A POSSIBILIDADE DA PENHORA COM RELAÇÃO A VALOR ORIUNDO DO EMPRÉSTIMO CONSIGNADO
Rogério Tadeu Romano
Segundo o site do STJ, em 31 de agosto de 2021, a Terceira Turma do Superior Tribunal de Justiça (STJ) negou recurso especial interposto por devedor que teve valor oriundo de empréstimo consignado, depositado em conta salário, penhorado em ação de execução. Por decisão unânime, o colegiado considerou que esse valor não se assemelha às verbas de natureza salarial – que são impenhoráveis, segundo a legislação.
A relatora do recurso, ministra Nancy Andrighi, afirmou que, apesar de as parcelas do empréstimo incidirem diretamente na contraprestação recebida pelo trabalho, ele não se equipara às quantias recebidas pelo trabalhador e destinadas ao seu sustento e de sua família, indicadas no artigo 833, inciso IV, do Código de Processo Civil de 2015.

TRECHO DOS DADOS
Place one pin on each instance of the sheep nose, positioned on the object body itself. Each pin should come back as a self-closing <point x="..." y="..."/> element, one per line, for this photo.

TAREFAS PROPOSTAS
a - No texto sobre a penhora do empréstimo consignado, qual turma do STJ negou o recurso especial do devedor?
b - Retome o texto sobre a penhora do empréstimo consignado a partir do ponto em que ele termina.

RESPOSTAS POR TAREFA
a - A Terceira Turma do Superior Tribunal de Justiça (STJ).

b -
No caso dos autos, ao requerer a liberação da penhora, o executado argumentou que o valor estava depositado em conta salário e era derivado de empréstimo consignado, cujas parcelas são descontadas em folha, o que o tornaria uma verba de natureza salarial, protegida contra a penhora.
A matéria foi discutida no REsp 1.931.432.
Ao votar pelo desprovimento do recurso, a ministra Nancy Andrighi lembrou que a Terceira Turma considera que os valores recebidos de salário e os de empréstimo consignado possuem naturezas jurídicas diferentes, pois o salário é proveniente do contrato de trabalho ou prestação de serviço; já o empréstimo tem origem no contrato de mútuo celebrado entre o trabalhador e a instituição financeira.
A relatora também explicou que, de acordo com a Corte Especial, nem sequer o salário e verbas assemelhadas – que têm natureza alimentar – gozam da proteção de impenhorabilidade absoluta, de forma que não é razoável que se confira tal proteção aos valores decorrentes de empréstimo consignado porque se encontram depositados na conta salário do devedor.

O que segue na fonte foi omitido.